*** Opening of Study material ***

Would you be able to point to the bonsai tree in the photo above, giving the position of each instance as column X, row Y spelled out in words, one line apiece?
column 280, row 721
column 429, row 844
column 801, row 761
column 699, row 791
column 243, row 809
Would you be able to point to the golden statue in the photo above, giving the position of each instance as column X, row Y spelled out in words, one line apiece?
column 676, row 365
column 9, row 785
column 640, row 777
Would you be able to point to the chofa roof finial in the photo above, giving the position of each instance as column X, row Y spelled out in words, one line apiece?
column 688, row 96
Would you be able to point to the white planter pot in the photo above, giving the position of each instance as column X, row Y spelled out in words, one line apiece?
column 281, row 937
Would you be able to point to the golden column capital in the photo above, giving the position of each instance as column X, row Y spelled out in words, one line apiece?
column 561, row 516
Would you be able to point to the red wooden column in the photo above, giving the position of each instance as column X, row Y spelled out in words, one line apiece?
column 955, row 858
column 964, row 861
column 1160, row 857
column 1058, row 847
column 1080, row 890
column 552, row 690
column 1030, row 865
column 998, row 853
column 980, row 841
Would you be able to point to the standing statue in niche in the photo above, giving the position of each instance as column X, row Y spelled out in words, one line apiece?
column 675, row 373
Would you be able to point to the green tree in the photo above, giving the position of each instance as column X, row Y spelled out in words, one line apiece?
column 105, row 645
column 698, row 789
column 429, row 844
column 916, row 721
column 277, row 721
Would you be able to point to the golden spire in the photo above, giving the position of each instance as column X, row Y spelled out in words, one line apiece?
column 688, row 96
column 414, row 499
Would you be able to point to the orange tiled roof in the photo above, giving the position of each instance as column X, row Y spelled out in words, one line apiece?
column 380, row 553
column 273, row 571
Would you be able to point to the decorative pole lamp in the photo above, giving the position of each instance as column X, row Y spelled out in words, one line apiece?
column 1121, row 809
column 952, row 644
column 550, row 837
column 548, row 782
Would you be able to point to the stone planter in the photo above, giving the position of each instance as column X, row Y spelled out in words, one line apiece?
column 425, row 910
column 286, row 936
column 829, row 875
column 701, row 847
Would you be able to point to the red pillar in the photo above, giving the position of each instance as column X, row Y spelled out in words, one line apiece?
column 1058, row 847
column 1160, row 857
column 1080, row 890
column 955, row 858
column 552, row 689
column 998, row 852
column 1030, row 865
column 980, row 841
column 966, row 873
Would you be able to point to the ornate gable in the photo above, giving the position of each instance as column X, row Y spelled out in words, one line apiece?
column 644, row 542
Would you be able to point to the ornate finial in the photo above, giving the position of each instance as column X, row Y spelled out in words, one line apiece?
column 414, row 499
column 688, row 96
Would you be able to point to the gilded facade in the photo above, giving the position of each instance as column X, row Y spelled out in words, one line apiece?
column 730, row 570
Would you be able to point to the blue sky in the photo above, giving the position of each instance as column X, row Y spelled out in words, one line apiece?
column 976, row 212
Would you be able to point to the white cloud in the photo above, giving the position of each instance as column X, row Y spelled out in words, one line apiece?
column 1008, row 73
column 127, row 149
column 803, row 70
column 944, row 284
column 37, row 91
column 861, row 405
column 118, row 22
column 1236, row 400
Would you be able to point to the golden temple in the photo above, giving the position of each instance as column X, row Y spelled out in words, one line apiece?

*** Close of Study material ***

--- What the task requires ---
Give every line above again, word for word.

--- Exercise answer ---
Would you be able to point to the bonsai tree in the photo above, giving the position of each instance as column X, row Y spelled out in words, one line apiece?
column 280, row 721
column 429, row 844
column 801, row 761
column 699, row 791
column 243, row 809
Would you be able to point to the golden statue in the photo above, giving the position of each instance as column X, row Y spelled out in words, one line apiece?
column 676, row 365
column 9, row 785
column 640, row 777
Would you be able to point to the chofa roof finial in the photo above, giving the position of each instance as column X, row Y spelled out in words, one line apiece?
column 688, row 96
Would you be able to point to the white planter pot in the photo above, giving the position of each instance as column X, row Y spelled out in words, one line apiece?
column 281, row 937
Would you be able to point to the golden column capital in the photo above, giving the position of each instance as column X, row Y spelled out in words, one line apiece?
column 561, row 516
Would you be able to point to the red wooden column in the photo above, giving the position of each instance as column X, row Y spelled out in words, one line apiece?
column 955, row 858
column 964, row 861
column 1160, row 857
column 1058, row 847
column 1080, row 890
column 552, row 690
column 1030, row 865
column 998, row 853
column 980, row 841
Would you be able to point to the standing statue in niche in the photo above, giving the position of each instance as column X, row Y spelled out in words, one line apiece?
column 675, row 373
Would you be able to point to the green tree in the photo above, giving the position of each instance as column X, row Y spelled out in words, one line apiece?
column 105, row 645
column 698, row 789
column 429, row 844
column 916, row 721
column 277, row 721
Would you be able to point to the golden spire in the photo above, giving the position of each instance as column X, row Y spelled out in words, one line apiece?
column 688, row 96
column 414, row 499
Would you be able to point to the orange tiled roof in the photo above, giving the position of each instance as column X, row Y spelled out in words, one line apiece?
column 380, row 553
column 273, row 571
Would you be able to point to the decorative pole lamp in the photo above, giving the position of each instance as column X, row Y spelled out in words, one line apiece?
column 1121, row 809
column 952, row 644
column 550, row 837
column 548, row 782
Would you be able to point to the stone planter in the photo above, giving the position of each instance as column X, row Y spelled out in words, one line apiece?
column 425, row 910
column 286, row 936
column 829, row 875
column 701, row 847
Would you be able to point to the red pillar in the photo above, giving the position of each instance as column X, row Y spelled out in words, one line apiece?
column 1058, row 847
column 1160, row 857
column 1080, row 890
column 955, row 858
column 552, row 689
column 998, row 852
column 1030, row 865
column 980, row 841
column 966, row 873
Would you be able to point to the ornate gable in the photo above, giving the position of each instance as column X, row Y spelled out in words, one line apiece?
column 644, row 542
Would you be able to point to the ornate finial in the photo above, giving the position of each instance as column X, row Y spelled out in words, one line apiece?
column 414, row 499
column 688, row 96
Would you be able to point to the gilded facade in the photo above, giving the position of each instance as column X, row Y spelled out in words, one line apiece?
column 730, row 570
Would you be able to point to the blue sky in the photo above, giving the position of each instance as column X, row Y spelled out in words, one line apiece?
column 976, row 212
Would you be able to point to the white cloud in the photo above, giving the position of each instance as column X, row Y spelled out in words, one line apiece?
column 1008, row 73
column 127, row 149
column 803, row 70
column 944, row 284
column 37, row 91
column 861, row 405
column 118, row 22
column 1236, row 400
Would you be able to point to the golden temple in the photo above, giving the position of each instance as column X, row Y spelled out in words, one line apiece?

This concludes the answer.